#### SUPPLIED TEXT:
--------------------------------

# Clamping jig for segmented blanks



## lwalden (Jan 14, 2008)

This really only works well with segments that are 90 degrees to the axis legth of the pen, but I've found it saves me a lot of time and has significantly improved the accuracy of my glue ups for those type of segmented blanks. I'm including a pic of the Texas Tech Red Raider prototype I did recently as an example of the type of segmenting this works well with.....

*Image Insert:*





If you look at the pic closely, you'll see the segments didn't line up accurately. Part of this was related to me getting the orientation of the segments out of whack, hence the numbering I'm now doing on each segment that can be seen in the jig pics below. Another part of that was related to the twisting effect I was getting tryting to clamp the piece up with a simple bar clamp. By building the jig with the cradle for the pieces 45 degrees rotated from square, it makes it easy to keep everything lined up, as well as flush on the two sides that rest in the cradle. That way clean up sanding only really needs to be done on the two upper sides, and primarily for removal of the excess pick guard laminate and aluminum spacers I used. And by using UHMW for the contact pieces, clean up is a breeze. I also left a gap between the two pieces that form the bed of the cradle, so glue build-up during clamping wouldn't create an obstacle.

--------------------------------

#### SHORT PROBLEM:
In the clamping jig post, translate this sentence into Spanish: "And by using UHMW for the contact pieces, clean up is a breeze."

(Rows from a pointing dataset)
--------------------------------

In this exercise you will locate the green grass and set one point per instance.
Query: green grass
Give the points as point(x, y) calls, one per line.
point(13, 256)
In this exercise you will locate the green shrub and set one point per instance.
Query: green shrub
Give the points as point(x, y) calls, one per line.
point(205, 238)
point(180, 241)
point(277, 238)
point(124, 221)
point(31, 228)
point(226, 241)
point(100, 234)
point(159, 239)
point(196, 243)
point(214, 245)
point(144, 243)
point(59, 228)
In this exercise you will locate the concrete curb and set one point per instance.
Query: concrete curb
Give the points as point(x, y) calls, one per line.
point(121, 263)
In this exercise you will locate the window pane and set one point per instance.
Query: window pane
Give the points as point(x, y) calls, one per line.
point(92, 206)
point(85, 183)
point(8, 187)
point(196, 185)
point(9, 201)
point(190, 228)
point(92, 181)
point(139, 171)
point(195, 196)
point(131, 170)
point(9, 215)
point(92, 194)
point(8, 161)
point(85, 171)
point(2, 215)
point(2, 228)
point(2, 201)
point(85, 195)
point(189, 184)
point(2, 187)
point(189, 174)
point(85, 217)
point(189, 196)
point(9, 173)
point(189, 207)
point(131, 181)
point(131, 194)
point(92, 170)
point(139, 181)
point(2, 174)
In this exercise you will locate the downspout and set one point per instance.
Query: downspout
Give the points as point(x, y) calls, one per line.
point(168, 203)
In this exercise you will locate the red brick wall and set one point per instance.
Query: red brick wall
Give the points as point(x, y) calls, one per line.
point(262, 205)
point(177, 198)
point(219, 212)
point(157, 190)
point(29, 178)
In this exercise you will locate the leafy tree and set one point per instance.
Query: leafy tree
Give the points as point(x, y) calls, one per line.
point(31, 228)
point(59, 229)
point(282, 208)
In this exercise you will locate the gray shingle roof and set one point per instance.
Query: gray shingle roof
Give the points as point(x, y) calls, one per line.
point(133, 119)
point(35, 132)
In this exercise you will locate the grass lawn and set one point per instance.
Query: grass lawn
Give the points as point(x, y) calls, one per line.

--------------------------------

#### TASK SOLUTION:
Y al usar UHMW para las piezas de contacto, la limpieza es pan comido.